**DOCUMENT TEXT**

----

In United Air Lines, Inc. v. Evans, an employee was dismissed pursuant to company policy, when she married. United Air Lines, Inc. v. Evans, 431 U.S. 553, 555, 97 S.Ct. 1885, 52 L.Ed.2d 571 (1977). The company policy that resulted in the Evans employee’s termination was found to be in violation of Title VII, in Sprogis v. United Air Lines, 444 F.2d 1194 (7th Cir.1971). Id. The Evans employee was not a party to Sprogis. Id. Further, the Evans employee did not initiate a Title VII claim for discriminatory termination within the ninety (90) day limitations period after she was terminated. Id. The Evans employee was subsequently rehired without seniority and initiated an action alleging that she should be credited for prior employment. Id. In determining whether the Evans employee had waived her claim, the Court stated that the critical question is whether there was a present violation of her Title VII rights. Id. at 559, 97 S.Ct. 1885. The Court found that United Air Lines, Inc., was not presently in violation of Title VII after changing its company policy and determined that because there was no present violation, the limitations period was not tolled. Id.
In Bazemore v. Friday, 478 U.S. 385, 106 S.Ct. 3000, 92 L.Ed.2d 315 (1986), the Court elaborated on its Evans ruling, stating that each week’s paycheck which discriminates between employees based on color is a separate wrong actionable under Title VII, regardless of the fact that this pattern was begun prior to the effective date of Title VII. Id. at 396, 106 S.Ct. 3000. We find that Evans is distinguishable from Bazemore, because in Bazemore there was a continuing violation of Title VII while in Evans there was not. The above noted line of cases clarifies that the controlling issue is whether there was, at the time of filing the complaint, a present and continuing violation of law.
State Personnel Department Rule 2-4 provides: “All regulations affecting administration of the pay plan shall be designed ... to guarantee equal opportunity and equal incentives for entrance to the service ...” Ind. Admin. Code tit. 31 r. 2-4-2. At the time the Harpold filed her complaint she was required to work forty (40) hours per week for the same pay as similarly situated State employees who were only required to work thirty-seven and one-half (37.5) hours per week. This practice was in violation of Ind. Admin. Code tit. 31 r. 2-4-2. Arden, 578 N.E.2d at 773. The State had not yet abandoned the discriminatory pay practice when Harpold filed her complaint. Therefore, Harpold timely filed her complaint because the State’s pay practice was a present and continuing violation of law.
This conclusion parallels Greene, decided September 9, 1999. Greene, 716 N.E.2d 54. Greene, involved a group of employees and the same state institution, the Rock-ville Training Center. In Greene, we held that Ind. Admin. Code tit. 31 r. 2-4-2 required equal pay for comparable work in the several agencies of state services. Id. Equal pay for comparable work is required by law, therefore, every paycheck reflecting discriminatory pay practices is a new violation of law. Id. A new violation of law creates a new cause of action and with that a new limitations period.

----

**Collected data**
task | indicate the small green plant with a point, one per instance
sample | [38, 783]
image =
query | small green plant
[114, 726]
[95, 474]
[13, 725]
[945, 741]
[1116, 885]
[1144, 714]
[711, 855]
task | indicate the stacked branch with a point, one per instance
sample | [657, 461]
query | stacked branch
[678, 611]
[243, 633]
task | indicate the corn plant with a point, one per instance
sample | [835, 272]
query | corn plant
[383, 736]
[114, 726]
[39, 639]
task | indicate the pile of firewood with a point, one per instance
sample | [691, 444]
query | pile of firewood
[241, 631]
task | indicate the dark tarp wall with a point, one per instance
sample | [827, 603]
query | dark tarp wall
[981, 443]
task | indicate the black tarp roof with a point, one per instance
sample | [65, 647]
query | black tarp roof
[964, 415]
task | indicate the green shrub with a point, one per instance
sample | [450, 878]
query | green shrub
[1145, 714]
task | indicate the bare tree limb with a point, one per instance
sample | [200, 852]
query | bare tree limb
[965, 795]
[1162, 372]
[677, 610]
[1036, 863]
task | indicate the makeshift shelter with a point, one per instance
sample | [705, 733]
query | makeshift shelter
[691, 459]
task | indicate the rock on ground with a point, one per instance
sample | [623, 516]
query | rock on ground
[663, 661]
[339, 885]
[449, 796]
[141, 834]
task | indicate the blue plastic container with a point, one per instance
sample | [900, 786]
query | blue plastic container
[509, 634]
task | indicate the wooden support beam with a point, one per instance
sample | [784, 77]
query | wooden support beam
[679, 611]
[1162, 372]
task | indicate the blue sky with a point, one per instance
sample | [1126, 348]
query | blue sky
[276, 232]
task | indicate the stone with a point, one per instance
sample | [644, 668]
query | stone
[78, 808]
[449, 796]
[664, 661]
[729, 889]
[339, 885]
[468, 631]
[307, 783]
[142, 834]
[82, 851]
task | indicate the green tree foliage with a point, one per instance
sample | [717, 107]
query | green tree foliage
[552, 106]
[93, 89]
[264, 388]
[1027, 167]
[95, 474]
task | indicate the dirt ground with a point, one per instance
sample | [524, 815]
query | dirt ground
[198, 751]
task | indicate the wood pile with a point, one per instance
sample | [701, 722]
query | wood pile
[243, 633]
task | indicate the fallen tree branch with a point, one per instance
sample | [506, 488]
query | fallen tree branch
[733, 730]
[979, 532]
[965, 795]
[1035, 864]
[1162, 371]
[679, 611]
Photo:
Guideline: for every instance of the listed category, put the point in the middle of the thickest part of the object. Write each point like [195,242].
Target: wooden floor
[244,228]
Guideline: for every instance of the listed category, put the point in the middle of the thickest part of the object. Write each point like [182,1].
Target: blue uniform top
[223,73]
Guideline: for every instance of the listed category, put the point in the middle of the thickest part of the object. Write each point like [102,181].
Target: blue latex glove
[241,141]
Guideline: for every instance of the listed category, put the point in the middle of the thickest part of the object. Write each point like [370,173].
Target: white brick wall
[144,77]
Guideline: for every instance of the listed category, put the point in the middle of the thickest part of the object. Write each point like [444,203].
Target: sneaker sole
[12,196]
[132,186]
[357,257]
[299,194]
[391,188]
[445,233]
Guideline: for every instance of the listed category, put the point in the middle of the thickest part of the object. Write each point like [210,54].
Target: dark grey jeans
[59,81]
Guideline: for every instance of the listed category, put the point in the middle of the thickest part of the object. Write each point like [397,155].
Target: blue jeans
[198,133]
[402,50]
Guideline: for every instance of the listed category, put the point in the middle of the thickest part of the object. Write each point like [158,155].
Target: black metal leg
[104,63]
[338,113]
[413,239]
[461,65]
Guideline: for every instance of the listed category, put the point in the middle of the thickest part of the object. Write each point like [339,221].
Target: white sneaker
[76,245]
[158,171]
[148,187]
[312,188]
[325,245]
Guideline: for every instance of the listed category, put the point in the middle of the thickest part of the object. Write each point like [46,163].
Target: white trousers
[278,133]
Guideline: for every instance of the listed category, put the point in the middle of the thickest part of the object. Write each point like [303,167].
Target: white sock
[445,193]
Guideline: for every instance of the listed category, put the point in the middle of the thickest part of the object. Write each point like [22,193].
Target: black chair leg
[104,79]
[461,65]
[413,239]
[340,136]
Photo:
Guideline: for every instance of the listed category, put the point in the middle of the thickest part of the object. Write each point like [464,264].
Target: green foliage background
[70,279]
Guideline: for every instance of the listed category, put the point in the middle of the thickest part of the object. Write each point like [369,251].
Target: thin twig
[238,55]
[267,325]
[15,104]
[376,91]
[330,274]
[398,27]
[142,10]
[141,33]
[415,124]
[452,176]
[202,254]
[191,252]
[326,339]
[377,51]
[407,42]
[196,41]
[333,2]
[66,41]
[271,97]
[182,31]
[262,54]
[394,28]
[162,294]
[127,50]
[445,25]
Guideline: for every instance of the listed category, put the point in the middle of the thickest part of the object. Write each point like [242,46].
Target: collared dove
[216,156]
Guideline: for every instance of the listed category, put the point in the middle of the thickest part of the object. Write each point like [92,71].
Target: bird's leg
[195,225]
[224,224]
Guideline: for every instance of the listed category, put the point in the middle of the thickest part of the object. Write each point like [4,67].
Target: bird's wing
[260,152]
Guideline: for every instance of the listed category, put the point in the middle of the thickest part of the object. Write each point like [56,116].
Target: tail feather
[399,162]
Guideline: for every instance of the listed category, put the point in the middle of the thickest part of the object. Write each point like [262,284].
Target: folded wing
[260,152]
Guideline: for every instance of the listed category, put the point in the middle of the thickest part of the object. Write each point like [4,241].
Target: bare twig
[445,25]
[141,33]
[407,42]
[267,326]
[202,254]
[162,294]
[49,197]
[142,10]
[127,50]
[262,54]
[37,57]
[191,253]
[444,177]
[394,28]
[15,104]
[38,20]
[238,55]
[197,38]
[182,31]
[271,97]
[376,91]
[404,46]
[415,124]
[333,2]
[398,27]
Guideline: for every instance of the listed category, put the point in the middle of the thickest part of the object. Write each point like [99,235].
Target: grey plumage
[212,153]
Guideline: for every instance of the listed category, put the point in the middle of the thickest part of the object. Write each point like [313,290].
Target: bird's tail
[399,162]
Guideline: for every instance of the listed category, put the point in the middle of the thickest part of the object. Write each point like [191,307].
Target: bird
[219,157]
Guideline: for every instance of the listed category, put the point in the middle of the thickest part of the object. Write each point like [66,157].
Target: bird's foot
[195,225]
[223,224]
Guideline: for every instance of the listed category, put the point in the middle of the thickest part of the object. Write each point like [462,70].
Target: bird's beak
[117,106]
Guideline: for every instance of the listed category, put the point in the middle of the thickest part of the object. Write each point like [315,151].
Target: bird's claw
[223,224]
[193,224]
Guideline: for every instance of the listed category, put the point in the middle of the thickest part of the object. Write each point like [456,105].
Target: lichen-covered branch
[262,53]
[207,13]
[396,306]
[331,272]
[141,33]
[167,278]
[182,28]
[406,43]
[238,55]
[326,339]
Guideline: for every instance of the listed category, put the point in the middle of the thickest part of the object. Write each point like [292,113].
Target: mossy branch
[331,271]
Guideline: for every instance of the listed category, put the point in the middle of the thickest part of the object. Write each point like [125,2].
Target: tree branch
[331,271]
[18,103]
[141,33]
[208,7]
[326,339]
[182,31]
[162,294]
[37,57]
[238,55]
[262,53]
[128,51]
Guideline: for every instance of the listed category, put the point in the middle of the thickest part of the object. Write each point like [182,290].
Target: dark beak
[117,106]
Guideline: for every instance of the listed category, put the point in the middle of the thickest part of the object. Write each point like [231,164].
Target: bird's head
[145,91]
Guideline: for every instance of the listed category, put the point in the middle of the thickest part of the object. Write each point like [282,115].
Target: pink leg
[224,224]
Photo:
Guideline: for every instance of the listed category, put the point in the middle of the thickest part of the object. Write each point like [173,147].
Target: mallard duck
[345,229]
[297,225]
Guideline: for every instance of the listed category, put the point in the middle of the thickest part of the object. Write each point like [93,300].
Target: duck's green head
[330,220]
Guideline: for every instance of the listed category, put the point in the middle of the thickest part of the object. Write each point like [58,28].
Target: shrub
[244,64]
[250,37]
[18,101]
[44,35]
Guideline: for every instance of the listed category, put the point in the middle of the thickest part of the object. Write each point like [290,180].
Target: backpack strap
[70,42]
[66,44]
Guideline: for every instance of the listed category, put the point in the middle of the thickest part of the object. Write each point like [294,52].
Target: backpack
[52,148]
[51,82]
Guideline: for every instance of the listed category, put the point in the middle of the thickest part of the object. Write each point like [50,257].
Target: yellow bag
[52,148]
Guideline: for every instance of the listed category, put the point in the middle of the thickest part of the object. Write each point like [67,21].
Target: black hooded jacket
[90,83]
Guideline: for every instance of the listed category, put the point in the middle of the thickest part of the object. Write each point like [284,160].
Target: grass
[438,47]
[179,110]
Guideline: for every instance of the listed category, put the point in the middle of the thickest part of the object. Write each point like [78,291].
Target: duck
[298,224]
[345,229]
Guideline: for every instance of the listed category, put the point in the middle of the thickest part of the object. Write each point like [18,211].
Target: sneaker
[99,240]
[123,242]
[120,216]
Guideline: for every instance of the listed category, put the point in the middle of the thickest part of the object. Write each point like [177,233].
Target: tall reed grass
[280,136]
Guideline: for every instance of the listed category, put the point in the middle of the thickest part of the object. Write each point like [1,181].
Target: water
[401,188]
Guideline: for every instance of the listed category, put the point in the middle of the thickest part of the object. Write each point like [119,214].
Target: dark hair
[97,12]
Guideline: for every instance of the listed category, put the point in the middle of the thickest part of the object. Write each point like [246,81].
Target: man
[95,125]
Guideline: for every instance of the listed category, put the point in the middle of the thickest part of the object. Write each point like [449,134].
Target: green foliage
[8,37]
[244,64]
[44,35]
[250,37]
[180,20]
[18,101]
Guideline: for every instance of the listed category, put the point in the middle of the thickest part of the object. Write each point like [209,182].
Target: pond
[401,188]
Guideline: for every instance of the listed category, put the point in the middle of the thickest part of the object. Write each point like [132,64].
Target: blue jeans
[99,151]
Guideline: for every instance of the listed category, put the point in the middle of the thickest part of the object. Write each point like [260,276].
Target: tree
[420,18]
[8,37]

----

**DIRECTIVE 1**
Reproduce the court opinion word for word, from "This conclusion parallels" to "new limitations period.".
**DIRECTIVE 2**
Write the next part of the court opinion on Title VII and pay discrimination, starting after its final sentence.

**OUTPUT 1**
This conclusion parallels Greene, decided September 9, 1999. Greene, 716 N.E.2d 54. Greene, involved a group of employees and the same state institution, the Rock-ville Training Center. In Greene, we held that Ind. Admin. Code tit. 31 r. 2-4-2 required equal pay for comparable work in the several agencies of state services. Id. Equal pay for comparable work is required by law, therefore, every paycheck reflecting discriminatory pay practices is a new violation of law. Id. A new violation of law creates a new cause of action and with that a new limitations period.

**OUTPUT 2**
In the present case the State violated Ind. Admin. Code. tit. 31 r. 2-4-2 with each paycheck, and with each violation Harpold had independent grounds upon which to protest. The trial court did not err in finding that Harpold timely filed her complaint.
Application of the ten day limitations period.
The State argues that any damages awarded to Petitioners should be limited to unpaid wages for a time period beginning ten (10) days prior to the filing of the Petitioners’ respective complaints and ending September 26, 1993, the date the State abandoned its discriminatory pay practice. We agree.
*885The merit employee rules set forth a limitations period for claims arising out of their employment with the State. State Personnel Department Rule 13-1(A) provides, “the complaint procedure shall be initiated as soon as possible after the occurrence of the act or condition complained of and in no event shall be initiated more than ten (10) calendar days after the employee is notified of a change in his status of employment or after an unsatisfactory condition of employment is created.” Ind. Admin. Code tit. 31 r. 2-13-l(A). As set forth in Greene, the ten day limitations period exists to provide the State with notice and an opportunity to correct unsatisfactory conditions of employment in a timely fashion. Greene, 716 N.E.2d 54. The purpose of the limitations period would be undermined if the employee were allowed to recover back pay for a period greater than ten days prior to filing the complaint. Id.
In the instant case, the Rockville Training Center maintained unlawful pay practices. The Petitioners filed their complaints after terms of employment greater then ten (10) days. The purpose of the limitations period is to limit the claims of state employees to a time period beginning ten days prior to filing of the complaint and continuing until the resolution of the dispute. In the present case, the limitations period limits the damages recoverable by the employees to the time period beginning ten days prior to the filing of their respective complaints and ending on September 12, 1993, the day the State abandoned its discriminatory pay practices.3
CONCLUSION
We therefore affirm the trial court’s finding that Harpold’s complaint was timely. We reverse the trial court’s award of back pay to the Petitioners and remand with instructions to reduce the Petitioners’ award to reflect the time period beginning ten days prior to the date the Petitioners filed their respective complaints and ending September 12, 1993, the date the State abandoned its discriminatory pay practice.
Affirmed in part, reversed in part and remanded for further proceedings consistent with this opinion.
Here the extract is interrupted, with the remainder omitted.